<<<<

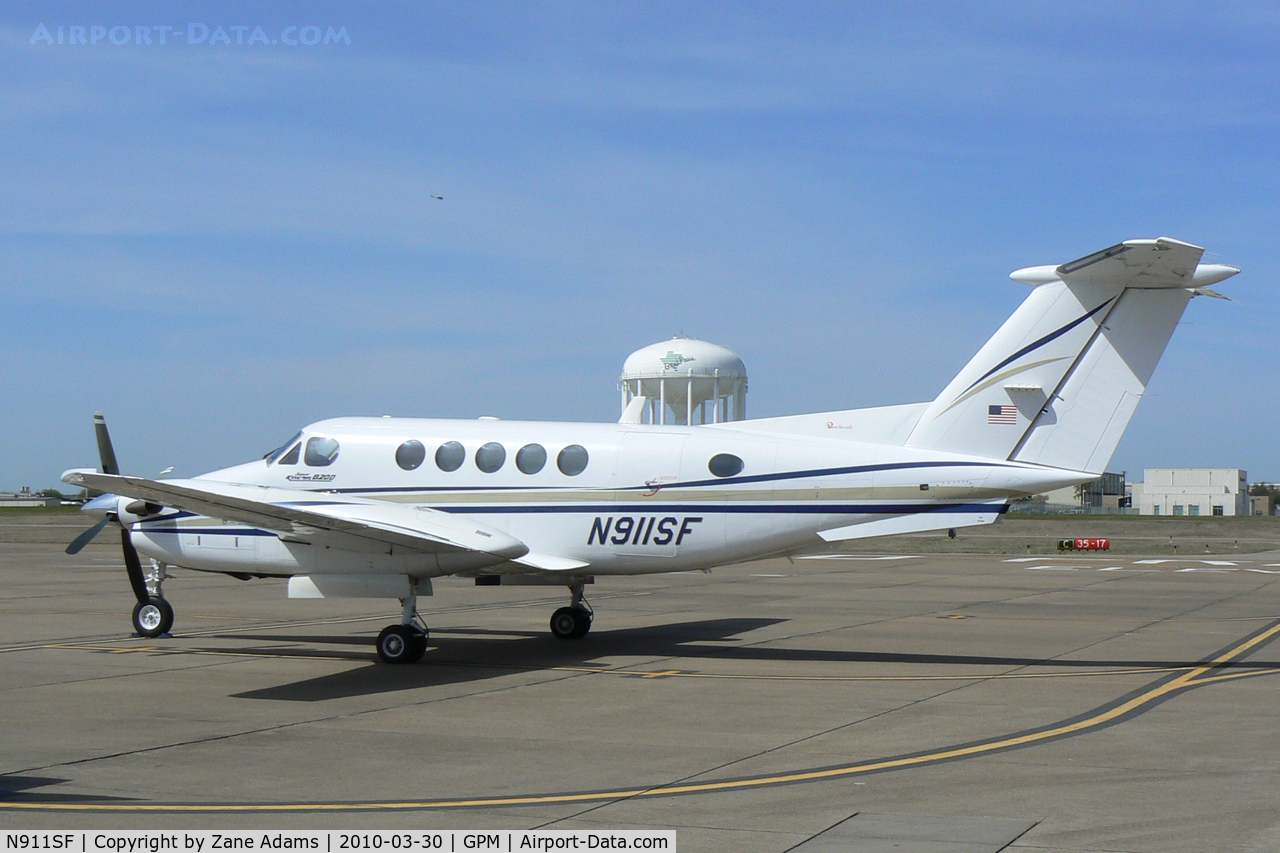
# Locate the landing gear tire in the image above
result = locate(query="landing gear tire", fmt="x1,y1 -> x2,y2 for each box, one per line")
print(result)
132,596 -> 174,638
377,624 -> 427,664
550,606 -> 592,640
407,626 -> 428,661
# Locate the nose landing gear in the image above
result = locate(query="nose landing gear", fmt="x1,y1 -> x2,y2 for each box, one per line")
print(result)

>>>>

● **What is expected**
Everything in the listing above, apart from its pictures, must be repeated exactly.

● **Written solution**
# Locate the landing gear tire in the image above
result = locate(query="landing gear tire", fmt="x1,y1 -> x2,y2 for each box, one per line")
print(result)
132,596 -> 174,638
377,624 -> 427,664
550,606 -> 592,640
407,626 -> 428,661
# Locate the nose landing gear in the image above
result = locate(query="nose landing gear", fmt="x1,y1 -> x2,y2 for each box, one per line")
print(result)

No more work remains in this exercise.